## BEGIN Available records

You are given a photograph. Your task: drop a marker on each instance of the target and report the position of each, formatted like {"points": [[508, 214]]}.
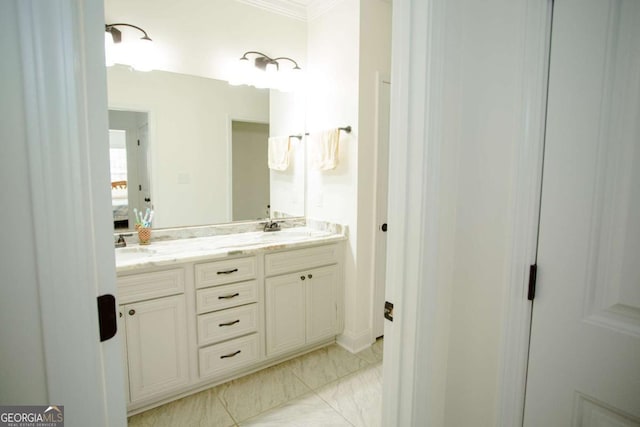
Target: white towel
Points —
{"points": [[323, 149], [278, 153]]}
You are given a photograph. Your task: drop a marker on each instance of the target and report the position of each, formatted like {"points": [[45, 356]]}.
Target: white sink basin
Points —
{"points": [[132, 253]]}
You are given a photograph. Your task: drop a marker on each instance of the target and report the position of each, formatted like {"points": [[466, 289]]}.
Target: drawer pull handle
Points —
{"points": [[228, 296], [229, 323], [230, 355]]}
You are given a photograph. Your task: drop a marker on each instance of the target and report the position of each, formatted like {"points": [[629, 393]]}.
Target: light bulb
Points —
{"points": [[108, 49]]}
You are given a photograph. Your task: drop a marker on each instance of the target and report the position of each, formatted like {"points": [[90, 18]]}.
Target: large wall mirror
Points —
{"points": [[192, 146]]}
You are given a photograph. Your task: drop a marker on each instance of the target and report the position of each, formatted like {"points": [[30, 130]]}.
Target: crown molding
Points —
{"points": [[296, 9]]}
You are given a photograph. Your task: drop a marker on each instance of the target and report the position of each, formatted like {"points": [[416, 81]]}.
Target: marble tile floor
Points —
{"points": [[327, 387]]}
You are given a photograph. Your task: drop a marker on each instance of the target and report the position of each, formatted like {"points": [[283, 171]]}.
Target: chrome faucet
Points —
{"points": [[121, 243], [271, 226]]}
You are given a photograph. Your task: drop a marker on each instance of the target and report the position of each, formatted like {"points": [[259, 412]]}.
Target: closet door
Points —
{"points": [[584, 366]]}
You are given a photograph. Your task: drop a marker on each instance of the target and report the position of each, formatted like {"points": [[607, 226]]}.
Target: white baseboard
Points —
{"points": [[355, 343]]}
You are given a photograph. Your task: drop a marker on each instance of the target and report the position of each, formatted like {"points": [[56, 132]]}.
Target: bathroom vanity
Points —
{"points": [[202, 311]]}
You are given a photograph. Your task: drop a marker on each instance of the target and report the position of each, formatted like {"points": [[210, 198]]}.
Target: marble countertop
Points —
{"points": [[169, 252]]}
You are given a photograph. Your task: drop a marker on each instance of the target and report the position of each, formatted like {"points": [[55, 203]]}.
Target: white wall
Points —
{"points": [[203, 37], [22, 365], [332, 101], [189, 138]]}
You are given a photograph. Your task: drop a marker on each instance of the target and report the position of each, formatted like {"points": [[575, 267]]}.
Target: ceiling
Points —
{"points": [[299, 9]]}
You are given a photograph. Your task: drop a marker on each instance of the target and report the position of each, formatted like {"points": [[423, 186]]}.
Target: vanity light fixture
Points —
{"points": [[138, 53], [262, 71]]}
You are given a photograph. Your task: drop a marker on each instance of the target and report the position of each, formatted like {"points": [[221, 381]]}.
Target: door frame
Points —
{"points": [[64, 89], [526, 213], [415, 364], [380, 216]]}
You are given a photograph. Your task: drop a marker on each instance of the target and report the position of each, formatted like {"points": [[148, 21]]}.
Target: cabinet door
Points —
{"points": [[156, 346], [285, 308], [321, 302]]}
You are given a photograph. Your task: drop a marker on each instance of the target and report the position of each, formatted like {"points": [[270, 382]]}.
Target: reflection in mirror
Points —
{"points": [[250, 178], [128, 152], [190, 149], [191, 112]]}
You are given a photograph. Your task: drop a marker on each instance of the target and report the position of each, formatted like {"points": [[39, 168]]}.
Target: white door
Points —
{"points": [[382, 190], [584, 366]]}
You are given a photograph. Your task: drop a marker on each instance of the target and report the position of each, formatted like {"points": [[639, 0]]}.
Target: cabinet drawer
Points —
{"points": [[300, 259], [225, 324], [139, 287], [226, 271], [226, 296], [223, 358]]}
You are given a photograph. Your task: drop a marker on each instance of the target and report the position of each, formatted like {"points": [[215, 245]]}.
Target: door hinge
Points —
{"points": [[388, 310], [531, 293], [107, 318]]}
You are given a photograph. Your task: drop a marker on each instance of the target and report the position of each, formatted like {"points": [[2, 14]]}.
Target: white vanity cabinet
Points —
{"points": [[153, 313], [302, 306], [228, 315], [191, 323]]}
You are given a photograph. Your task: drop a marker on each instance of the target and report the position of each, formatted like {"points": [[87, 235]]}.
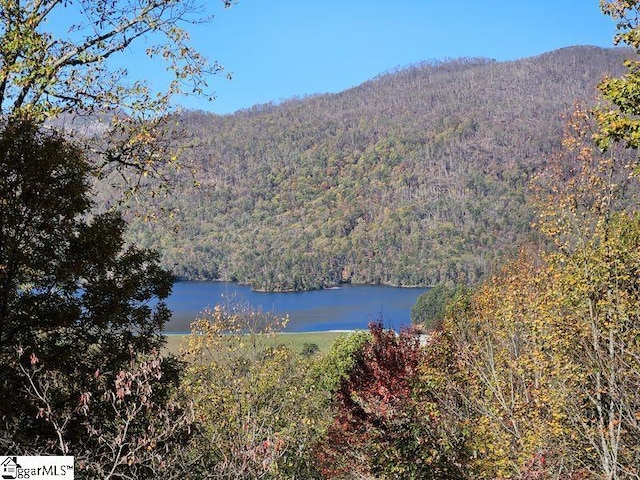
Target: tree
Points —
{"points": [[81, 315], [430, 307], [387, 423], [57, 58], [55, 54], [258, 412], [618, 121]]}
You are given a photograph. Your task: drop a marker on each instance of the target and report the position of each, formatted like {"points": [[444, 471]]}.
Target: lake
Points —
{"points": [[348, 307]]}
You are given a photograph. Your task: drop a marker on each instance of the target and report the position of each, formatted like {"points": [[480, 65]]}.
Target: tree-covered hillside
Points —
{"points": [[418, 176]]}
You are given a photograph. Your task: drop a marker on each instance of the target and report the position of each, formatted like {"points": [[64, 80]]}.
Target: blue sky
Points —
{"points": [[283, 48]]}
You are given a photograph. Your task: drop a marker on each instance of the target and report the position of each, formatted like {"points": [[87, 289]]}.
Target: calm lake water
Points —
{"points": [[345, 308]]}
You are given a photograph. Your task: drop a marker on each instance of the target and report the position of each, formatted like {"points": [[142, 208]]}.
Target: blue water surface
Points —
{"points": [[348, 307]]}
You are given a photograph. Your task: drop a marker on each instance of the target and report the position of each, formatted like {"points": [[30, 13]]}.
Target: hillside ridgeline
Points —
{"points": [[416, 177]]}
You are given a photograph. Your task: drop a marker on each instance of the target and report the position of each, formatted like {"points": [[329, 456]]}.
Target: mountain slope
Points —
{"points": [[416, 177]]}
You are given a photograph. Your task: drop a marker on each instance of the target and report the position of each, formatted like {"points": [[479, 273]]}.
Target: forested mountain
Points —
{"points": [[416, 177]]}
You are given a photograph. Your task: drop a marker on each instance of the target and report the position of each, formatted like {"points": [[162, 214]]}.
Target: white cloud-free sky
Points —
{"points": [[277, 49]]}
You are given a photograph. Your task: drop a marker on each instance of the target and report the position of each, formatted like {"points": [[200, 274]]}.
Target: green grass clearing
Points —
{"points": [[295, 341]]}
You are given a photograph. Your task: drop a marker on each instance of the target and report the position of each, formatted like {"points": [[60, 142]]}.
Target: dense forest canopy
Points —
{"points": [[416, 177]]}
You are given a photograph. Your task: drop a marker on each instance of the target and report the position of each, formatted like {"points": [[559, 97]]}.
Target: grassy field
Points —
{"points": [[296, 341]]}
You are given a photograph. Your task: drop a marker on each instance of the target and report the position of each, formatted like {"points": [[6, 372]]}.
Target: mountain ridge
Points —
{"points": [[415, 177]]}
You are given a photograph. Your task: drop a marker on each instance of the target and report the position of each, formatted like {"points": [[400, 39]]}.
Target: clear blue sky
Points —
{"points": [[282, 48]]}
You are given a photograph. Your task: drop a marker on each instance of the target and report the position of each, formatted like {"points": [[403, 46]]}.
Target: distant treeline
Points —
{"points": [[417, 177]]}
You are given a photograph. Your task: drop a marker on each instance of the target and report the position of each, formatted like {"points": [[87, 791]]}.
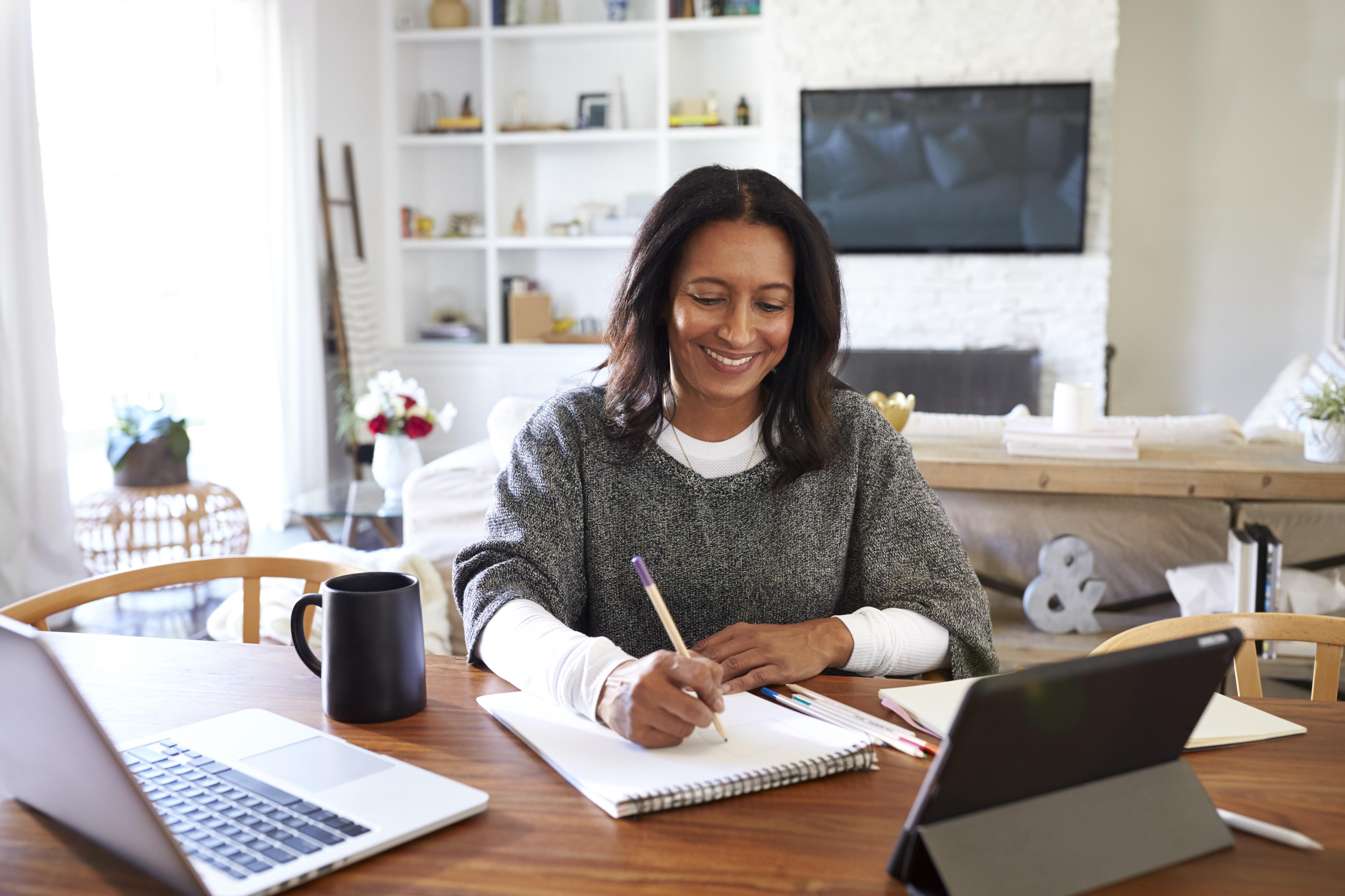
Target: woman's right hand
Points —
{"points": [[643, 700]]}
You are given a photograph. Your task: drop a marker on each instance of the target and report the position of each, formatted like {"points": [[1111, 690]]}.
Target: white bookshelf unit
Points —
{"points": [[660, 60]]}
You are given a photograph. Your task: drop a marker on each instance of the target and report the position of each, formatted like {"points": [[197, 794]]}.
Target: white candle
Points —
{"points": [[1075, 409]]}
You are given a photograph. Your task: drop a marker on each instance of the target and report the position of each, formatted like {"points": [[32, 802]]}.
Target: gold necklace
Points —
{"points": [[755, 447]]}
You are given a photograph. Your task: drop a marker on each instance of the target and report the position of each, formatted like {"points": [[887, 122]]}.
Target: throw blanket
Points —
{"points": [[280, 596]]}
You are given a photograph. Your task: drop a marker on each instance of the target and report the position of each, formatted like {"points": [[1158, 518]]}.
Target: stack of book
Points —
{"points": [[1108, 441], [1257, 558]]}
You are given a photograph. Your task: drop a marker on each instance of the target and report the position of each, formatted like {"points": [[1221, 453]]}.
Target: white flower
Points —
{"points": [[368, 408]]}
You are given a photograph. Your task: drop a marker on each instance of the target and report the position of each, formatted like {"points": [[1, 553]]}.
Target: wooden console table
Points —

## END Available records

*What to work on*. Extract every line from the entries above that contains the word "blue", treating uppercase and lowercase as different.

*The response*.
Target: blue sky
Target: blue water surface
Target: clear blue sky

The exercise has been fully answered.